(Source records)
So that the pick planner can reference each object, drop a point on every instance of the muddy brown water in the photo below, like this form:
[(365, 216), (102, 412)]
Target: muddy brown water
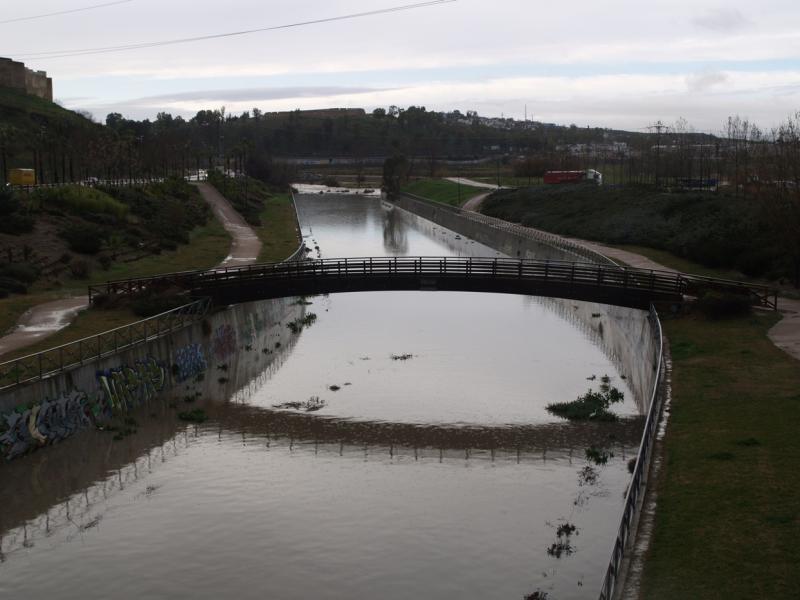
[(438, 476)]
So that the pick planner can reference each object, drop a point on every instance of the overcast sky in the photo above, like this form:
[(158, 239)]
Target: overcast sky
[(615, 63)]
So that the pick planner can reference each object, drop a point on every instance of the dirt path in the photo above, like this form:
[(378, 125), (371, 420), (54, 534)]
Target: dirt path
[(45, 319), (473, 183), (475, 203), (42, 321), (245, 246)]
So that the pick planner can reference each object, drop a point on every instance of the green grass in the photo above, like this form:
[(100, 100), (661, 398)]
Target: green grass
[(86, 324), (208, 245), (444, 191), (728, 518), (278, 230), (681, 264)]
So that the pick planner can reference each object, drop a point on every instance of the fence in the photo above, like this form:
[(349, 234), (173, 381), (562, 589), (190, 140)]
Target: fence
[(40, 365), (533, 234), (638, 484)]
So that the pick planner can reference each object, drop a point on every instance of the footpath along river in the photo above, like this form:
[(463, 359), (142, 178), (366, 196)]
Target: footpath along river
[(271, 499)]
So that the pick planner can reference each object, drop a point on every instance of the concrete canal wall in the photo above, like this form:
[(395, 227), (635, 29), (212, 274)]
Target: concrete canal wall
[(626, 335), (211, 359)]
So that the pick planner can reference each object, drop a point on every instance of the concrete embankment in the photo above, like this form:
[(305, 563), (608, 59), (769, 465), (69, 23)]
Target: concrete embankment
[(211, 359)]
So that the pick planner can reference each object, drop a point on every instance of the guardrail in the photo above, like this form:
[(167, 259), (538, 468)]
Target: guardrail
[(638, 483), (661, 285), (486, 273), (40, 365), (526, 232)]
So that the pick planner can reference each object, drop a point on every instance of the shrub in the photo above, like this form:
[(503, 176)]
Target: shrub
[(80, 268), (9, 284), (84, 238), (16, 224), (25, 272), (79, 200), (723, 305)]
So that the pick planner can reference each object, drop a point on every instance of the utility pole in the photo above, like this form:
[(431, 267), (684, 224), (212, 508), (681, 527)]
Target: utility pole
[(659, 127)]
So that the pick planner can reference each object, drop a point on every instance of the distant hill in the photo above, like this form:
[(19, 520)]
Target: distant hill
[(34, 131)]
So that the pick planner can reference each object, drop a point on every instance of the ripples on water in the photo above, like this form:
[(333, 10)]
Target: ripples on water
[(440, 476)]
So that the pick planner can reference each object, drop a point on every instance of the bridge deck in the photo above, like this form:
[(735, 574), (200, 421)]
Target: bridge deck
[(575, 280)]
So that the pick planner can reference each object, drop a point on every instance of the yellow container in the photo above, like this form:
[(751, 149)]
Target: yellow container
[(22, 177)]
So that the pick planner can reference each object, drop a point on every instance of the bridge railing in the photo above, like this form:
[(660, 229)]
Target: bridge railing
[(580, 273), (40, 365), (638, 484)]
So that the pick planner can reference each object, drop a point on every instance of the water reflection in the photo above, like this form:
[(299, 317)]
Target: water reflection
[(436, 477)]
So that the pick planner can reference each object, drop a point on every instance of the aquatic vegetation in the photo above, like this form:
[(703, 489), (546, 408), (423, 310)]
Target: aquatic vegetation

_Goal_
Retype exactly, please, each line from the line that contains "the bridge deck" through the last line of the entries above, with nothing added.

_Task output_
So that the pick planner can reference each object, drop a point on every instance of the bridge deck in the photo above, like this form:
[(735, 574), (200, 421)]
Target: bridge deck
[(575, 280)]
So that the pick planner can reference each object, drop a point on every instance of the yellow container in the photo above, like this form:
[(751, 149)]
Target: yellow container
[(22, 177)]
So that the pick planner can reference each object, drop a point on every instance of the bridge railing in the photo above, like this form:
[(660, 229)]
Target: bridge railing
[(580, 273), (40, 365), (638, 484)]
So that the pick planner can reference each object, drop a point on every instance of the water reflection in the photo above, like this form:
[(299, 317)]
Target: water reflection
[(436, 477)]
So that the pick planner can reference each object, drop a point on every instance of the aquatic vegetation in the photo above, like this form:
[(703, 489), (546, 408), (423, 310)]
Target: aquatic vegetation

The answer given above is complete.